### Problem to solve
Each record that follows is to be reproduced verbatim.

### Stored items from a collection
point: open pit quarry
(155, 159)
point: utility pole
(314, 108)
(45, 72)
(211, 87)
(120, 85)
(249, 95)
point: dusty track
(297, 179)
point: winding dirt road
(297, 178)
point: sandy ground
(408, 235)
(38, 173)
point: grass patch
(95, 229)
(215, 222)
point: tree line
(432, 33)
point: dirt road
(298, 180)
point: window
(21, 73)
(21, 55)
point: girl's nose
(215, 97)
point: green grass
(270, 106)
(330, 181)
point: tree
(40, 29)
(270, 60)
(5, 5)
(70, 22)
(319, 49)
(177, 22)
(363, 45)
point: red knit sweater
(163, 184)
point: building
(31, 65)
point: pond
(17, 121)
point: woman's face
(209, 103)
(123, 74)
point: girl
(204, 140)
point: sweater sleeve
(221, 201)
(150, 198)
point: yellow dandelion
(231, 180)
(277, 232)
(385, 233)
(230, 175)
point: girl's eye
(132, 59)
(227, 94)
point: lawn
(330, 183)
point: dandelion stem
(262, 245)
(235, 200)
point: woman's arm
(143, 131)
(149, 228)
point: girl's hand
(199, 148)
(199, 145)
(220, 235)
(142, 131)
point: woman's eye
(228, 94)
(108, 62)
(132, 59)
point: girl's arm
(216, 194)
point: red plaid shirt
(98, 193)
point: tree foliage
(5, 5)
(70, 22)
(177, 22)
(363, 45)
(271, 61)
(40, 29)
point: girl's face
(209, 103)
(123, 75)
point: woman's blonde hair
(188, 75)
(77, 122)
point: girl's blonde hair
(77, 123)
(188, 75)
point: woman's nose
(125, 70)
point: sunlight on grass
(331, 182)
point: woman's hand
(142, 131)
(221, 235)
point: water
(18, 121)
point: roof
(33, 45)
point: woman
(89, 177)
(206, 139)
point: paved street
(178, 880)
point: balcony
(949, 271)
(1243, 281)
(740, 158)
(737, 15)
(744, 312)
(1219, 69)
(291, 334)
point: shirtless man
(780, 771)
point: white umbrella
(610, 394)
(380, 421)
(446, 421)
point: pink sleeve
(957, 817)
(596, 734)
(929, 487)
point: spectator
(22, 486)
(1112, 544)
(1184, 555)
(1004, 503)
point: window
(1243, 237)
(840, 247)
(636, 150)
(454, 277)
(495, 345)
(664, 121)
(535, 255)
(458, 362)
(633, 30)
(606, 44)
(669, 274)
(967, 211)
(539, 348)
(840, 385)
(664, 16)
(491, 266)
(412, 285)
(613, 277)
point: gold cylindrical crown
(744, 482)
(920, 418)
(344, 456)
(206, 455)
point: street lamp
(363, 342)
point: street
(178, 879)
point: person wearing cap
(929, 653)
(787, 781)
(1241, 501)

### Response below
point: open pit quarry
(155, 159)
point: utility pole
(314, 108)
(45, 72)
(211, 87)
(120, 85)
(249, 95)
point: dusty track
(297, 179)
point: winding dirt road
(297, 178)
point: sandy ground
(408, 235)
(38, 173)
point: grass patch
(95, 229)
(215, 222)
point: tree line
(432, 33)
point: dirt road
(298, 180)
point: window
(21, 73)
(21, 55)
point: girl's nose
(215, 97)
point: green grass
(270, 106)
(330, 181)
point: tree
(40, 29)
(270, 60)
(5, 5)
(70, 22)
(319, 49)
(177, 22)
(363, 45)
point: red knit sweater
(163, 184)
point: building
(31, 65)
point: pond
(17, 121)
point: woman's face
(209, 103)
(123, 74)
point: girl
(204, 140)
point: sweater sleeve
(221, 201)
(150, 198)
point: yellow dandelion
(231, 180)
(277, 232)
(385, 233)
(230, 175)
point: girl's eye
(132, 59)
(227, 94)
point: lawn
(330, 183)
point: dandelion stem
(262, 245)
(235, 200)
point: woman's arm
(143, 131)
(149, 228)
point: girl's hand
(199, 148)
(199, 145)
(220, 235)
(142, 131)
point: woman's eye
(228, 94)
(108, 62)
(132, 59)
point: girl's arm
(216, 194)
point: red plaid shirt
(98, 193)
point: tree foliage
(5, 5)
(70, 22)
(177, 22)
(363, 45)
(271, 61)
(40, 29)
point: girl's face
(209, 103)
(123, 75)
point: woman's blonde hair
(188, 75)
(77, 122)
point: girl's blonde hair
(77, 123)
(188, 75)
point: woman's nose
(125, 70)
point: sunlight on grass
(331, 182)
point: woman's hand
(142, 131)
(221, 235)
point: water
(18, 121)
point: roof
(33, 45)
point: woman
(89, 177)
(206, 139)
point: paved street
(178, 880)
point: balcony
(949, 271)
(1243, 281)
(740, 158)
(737, 15)
(744, 312)
(1219, 69)
(291, 334)
point: shirtless man
(780, 771)
point: white umbrella
(610, 394)
(380, 421)
(446, 421)
point: pink sleeve
(957, 817)
(596, 734)
(929, 487)
point: spectator
(22, 486)
(1112, 544)
(1184, 555)
(1004, 503)
point: window
(1243, 237)
(840, 247)
(636, 150)
(454, 277)
(495, 345)
(664, 121)
(535, 255)
(458, 362)
(633, 30)
(606, 44)
(669, 274)
(967, 211)
(539, 348)
(840, 385)
(664, 16)
(491, 266)
(412, 285)
(613, 277)
point: gold cylindrical crown
(744, 482)
(920, 418)
(344, 456)
(206, 455)
point: street lamp
(363, 342)
point: street
(178, 879)
point: person wearing cap
(929, 653)
(787, 781)
(1241, 501)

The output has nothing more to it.